» Work task
Copy exactly the stretch of data below from the line with "Need: x and y for each instance of the straw" through the line with "Target: woman in light blue blouse", including both of those lines.

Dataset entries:
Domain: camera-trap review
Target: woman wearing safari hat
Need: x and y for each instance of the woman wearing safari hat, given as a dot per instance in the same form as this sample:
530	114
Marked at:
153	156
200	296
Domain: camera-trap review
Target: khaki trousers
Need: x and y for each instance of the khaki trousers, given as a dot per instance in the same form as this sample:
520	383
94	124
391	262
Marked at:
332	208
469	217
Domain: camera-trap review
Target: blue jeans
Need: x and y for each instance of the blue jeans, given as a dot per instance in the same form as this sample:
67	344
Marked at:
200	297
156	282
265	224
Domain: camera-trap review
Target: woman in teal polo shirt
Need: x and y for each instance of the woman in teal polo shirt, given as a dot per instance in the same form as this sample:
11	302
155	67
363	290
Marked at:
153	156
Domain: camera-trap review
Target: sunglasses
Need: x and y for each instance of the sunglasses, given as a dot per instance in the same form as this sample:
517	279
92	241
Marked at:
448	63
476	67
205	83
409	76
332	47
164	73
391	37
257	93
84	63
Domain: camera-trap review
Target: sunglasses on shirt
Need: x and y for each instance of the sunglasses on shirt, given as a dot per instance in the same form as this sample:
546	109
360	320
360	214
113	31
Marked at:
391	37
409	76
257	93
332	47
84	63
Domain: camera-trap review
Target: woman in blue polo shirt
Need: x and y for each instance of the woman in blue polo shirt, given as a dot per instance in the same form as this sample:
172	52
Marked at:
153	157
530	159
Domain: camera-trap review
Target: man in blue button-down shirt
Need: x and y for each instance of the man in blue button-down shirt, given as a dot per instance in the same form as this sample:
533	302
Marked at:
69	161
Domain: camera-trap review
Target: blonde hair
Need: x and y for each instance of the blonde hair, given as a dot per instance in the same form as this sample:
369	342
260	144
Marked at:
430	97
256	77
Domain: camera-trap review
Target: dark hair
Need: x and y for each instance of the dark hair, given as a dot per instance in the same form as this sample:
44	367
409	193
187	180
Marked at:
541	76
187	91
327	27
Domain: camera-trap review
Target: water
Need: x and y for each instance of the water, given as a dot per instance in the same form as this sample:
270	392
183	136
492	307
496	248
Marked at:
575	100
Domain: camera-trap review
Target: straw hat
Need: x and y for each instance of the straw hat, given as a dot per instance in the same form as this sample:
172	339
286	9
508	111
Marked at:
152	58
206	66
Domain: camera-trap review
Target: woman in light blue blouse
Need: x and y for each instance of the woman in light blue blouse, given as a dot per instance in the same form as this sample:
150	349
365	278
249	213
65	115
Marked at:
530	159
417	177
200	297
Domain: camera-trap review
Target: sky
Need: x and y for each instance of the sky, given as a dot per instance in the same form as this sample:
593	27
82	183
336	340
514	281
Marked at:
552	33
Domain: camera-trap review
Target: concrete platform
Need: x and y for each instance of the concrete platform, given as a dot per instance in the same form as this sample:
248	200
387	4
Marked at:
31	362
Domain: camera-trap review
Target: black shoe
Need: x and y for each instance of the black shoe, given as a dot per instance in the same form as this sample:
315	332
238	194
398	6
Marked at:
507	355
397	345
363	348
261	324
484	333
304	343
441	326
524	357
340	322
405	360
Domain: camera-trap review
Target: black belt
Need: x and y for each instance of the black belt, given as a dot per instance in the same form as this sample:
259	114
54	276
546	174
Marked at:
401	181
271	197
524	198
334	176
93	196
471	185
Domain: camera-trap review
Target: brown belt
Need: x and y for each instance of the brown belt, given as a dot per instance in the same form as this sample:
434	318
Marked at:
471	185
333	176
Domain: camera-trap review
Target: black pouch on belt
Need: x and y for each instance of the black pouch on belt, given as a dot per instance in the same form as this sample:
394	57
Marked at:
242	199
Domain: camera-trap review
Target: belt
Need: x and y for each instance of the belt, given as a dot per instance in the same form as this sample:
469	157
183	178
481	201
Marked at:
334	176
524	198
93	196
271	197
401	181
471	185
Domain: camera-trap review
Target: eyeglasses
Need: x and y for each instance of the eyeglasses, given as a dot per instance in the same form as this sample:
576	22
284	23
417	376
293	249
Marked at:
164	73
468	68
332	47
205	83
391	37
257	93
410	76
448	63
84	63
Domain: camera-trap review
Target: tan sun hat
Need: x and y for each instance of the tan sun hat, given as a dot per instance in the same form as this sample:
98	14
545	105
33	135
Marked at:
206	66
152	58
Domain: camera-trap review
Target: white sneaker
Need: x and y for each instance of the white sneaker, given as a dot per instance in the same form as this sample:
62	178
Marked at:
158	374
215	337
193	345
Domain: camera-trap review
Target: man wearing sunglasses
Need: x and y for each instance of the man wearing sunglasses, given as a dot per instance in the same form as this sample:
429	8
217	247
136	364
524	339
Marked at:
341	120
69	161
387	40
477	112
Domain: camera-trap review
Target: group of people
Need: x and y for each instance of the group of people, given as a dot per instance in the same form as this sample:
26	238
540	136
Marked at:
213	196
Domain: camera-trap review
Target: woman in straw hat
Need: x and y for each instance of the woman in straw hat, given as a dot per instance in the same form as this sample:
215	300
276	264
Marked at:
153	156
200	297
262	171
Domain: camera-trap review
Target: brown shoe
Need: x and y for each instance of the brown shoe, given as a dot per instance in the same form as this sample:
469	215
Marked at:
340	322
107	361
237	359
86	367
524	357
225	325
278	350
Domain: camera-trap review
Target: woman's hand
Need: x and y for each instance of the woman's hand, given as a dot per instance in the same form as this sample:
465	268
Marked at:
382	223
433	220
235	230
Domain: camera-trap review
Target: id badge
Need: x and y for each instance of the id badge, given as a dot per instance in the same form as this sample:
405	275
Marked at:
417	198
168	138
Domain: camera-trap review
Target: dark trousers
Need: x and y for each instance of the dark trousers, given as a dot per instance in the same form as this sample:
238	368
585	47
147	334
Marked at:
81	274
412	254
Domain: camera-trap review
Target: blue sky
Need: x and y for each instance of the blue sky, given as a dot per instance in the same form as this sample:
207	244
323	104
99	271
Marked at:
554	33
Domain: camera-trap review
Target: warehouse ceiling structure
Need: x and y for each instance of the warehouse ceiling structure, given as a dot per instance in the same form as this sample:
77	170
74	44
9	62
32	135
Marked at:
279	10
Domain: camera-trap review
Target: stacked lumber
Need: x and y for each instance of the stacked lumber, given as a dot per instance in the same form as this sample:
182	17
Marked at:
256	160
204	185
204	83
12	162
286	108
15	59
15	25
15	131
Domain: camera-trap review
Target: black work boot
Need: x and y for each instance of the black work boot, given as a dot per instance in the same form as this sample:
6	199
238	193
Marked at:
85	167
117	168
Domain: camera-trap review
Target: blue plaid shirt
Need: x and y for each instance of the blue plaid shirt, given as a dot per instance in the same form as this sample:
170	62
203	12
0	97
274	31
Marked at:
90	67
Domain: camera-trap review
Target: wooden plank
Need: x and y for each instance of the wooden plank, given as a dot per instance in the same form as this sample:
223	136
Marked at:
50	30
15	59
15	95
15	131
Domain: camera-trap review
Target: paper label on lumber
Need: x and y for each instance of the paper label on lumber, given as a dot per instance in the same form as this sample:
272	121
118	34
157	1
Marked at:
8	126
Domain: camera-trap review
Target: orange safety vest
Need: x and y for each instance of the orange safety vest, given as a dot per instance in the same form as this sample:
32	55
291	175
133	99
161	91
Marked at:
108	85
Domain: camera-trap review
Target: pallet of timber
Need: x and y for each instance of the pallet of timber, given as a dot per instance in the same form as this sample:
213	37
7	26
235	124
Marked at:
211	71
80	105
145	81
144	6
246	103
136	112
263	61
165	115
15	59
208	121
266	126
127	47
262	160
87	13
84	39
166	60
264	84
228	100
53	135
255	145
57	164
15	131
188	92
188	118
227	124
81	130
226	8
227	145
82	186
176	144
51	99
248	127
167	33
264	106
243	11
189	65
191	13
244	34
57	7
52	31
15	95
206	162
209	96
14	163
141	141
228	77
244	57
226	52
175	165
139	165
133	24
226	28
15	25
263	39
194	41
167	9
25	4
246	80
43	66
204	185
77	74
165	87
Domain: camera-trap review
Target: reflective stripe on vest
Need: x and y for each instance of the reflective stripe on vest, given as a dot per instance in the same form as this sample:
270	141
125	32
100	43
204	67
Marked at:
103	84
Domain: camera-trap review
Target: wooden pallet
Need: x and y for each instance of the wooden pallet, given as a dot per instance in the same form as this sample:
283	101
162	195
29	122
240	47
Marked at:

» Answer box
Need: x and y for each instance of the straw hat, given as a dot per instance in the same form as this sample:
172	339
286	9
508	111
Marked at:
152	58
206	66
Domain: camera-trap review
Target: woman in light blue blouse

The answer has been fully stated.